+++ TESTO FORNITO

VIVA LA CAUSA PALESTINESE!

CONTRO LO STATO D'ISRAELE, CONTRO L'IMPERIALISMO, 
PER UNA DIREZIONE RIVOLUZIONARIA DELLA LOTTA PALESTINESE!

LA VOCE DEI NOSTRI FRATELLI DI GAZA NON RIMANGA INASCOLTATATRA I PROLETARI D'OCCIDENTE!


Volentieri pubblichiamo l'appello a lato, concordando incondizionatamente con un punto fondamentale di esso: il "diritto" del popolo palestinese di condurre avanti la sua lotta di liberazione nazionale sino alla vittoria contro Israele e il non diritto per alcuno di mantenere su ciò un colpevole silenzio. Per la natura del nostro giornale, che non è di "attualità" (anche perché, in questa fase, destinato ad arrivare sempre in ritardo rispetto ai singoli avvenimenti), non torneremo a descrivere quanto è avvenuto, forse ancora avviene mentre scriviamo e certamente è destinato a ripetersi tragicamente nei territori palestinesi occupati. L' "indignazione morale" per le nefandezze compiute dallo Stato d'Israele si è già manifestata nella `pubblica opinione", sulla base di un'informazione abbastanza precisa da parte dei mass-media (pressoché unanimemente concordi nel "mollare" un po' Israele per assecondare !apolitica di "comprensione" per i paesi arabi promossa dai settori trainanti del "nostro" imperialismo). La capacità di indignarsi moralmente può essere una buona cosa, se sincera. Diciamo che non basta più, né mai è bastata, perché non è con le proteste e le prediche che si può fermare la guerra che oppone Israele al popolo palestinese ed offrire a quest'ultimo una prospettiva. Occorrono, a tal fine, una comprensione ed un'azione politiche congrue al problema sul tappeto.

++++++
+++ MATERIALE FORNITO

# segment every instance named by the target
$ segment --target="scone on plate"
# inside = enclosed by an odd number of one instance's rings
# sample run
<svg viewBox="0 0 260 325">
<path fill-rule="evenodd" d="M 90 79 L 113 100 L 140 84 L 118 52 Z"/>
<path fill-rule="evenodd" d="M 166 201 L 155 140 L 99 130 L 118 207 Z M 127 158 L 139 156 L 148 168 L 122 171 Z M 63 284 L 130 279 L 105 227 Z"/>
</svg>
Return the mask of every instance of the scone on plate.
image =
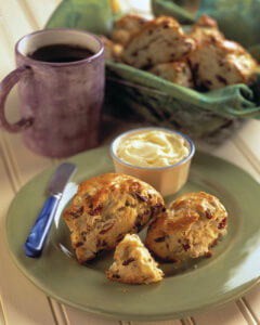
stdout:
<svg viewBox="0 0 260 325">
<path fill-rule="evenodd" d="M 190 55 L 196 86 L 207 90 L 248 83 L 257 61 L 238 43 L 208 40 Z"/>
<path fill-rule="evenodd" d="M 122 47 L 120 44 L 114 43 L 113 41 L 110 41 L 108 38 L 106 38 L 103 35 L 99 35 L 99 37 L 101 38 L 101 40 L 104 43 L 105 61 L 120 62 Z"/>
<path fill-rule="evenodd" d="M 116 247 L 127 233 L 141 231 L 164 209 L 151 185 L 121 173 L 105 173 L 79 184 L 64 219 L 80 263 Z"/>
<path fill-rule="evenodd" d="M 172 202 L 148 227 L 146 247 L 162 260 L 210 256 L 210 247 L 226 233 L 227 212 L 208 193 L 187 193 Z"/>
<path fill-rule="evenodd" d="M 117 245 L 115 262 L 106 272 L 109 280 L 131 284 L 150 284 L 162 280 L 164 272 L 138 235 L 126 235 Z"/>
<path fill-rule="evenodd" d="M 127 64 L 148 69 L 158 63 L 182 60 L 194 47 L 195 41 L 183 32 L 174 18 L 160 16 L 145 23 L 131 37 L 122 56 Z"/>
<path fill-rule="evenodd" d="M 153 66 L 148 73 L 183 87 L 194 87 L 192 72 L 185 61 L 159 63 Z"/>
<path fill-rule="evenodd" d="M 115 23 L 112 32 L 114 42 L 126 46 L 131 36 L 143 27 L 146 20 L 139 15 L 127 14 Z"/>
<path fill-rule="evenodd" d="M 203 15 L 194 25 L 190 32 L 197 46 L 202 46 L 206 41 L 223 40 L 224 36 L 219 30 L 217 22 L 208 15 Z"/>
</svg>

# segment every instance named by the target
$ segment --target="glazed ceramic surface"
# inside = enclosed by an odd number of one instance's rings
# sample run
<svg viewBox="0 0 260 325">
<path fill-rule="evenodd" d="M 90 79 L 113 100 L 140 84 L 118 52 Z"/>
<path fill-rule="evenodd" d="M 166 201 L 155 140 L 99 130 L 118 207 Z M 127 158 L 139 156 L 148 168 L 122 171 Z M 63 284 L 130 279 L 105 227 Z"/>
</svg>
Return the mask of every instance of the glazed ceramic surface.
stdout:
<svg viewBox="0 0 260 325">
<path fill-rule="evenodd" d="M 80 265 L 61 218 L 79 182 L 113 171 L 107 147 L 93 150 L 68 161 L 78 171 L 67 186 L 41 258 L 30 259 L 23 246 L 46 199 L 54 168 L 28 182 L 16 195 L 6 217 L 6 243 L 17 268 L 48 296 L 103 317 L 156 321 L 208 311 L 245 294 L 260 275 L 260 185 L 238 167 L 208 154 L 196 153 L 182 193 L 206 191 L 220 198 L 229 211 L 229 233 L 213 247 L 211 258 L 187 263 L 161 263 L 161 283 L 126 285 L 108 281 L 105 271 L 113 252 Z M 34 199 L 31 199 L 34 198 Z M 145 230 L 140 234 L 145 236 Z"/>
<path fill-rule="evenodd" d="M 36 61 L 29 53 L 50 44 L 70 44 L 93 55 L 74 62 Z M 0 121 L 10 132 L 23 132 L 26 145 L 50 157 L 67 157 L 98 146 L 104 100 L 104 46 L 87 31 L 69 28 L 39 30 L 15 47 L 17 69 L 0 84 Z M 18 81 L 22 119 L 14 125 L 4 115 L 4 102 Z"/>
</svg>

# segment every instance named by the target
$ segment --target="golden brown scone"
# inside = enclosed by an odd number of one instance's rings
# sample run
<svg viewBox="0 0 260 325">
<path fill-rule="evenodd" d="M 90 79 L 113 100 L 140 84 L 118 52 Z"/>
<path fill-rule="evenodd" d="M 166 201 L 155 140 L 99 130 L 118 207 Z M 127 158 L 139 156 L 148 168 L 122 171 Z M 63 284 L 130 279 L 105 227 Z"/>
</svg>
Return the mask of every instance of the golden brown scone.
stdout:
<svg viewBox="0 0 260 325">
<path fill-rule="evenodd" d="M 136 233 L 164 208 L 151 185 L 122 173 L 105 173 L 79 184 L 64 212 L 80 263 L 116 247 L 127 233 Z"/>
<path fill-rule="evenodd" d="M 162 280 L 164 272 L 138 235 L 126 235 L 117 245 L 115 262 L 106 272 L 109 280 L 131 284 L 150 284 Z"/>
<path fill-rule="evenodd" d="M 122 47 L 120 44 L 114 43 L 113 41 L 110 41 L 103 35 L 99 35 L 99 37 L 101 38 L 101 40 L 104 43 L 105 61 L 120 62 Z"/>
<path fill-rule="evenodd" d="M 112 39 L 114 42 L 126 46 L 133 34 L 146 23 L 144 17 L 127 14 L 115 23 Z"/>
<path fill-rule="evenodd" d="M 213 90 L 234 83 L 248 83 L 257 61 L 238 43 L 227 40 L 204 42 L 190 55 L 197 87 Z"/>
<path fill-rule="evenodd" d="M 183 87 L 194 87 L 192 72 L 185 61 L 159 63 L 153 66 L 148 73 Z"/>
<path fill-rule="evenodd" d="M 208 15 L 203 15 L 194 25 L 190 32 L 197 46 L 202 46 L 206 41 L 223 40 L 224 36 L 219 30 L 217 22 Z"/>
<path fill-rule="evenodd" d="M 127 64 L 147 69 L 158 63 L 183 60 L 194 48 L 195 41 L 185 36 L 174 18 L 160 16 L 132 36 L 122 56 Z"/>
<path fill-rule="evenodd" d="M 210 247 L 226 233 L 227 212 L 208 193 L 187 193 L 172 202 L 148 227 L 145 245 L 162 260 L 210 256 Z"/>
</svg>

++++++

CONSEGNA: Riproduci parola per parola il passo del testo sulla causa palestinese da "CONTRO LO STATO" a "I PROLETARI D'OCCIDENTE!". Il materiale è separato dal testo e va considerato a parte.

SOLUZIONE:
CONTRO LO STATO D'ISRAELE, CONTRO L'IMPERIALISMO, 
PER UNA DIREZIONE RIVOLUZIONARIA DELLA LOTTA PALESTINESE!

LA VOCE DEI NOSTRI FRATELLI DI GAZA NON RIMANGA INASCOLTATATRA I PROLETARI D'OCCIDENTE!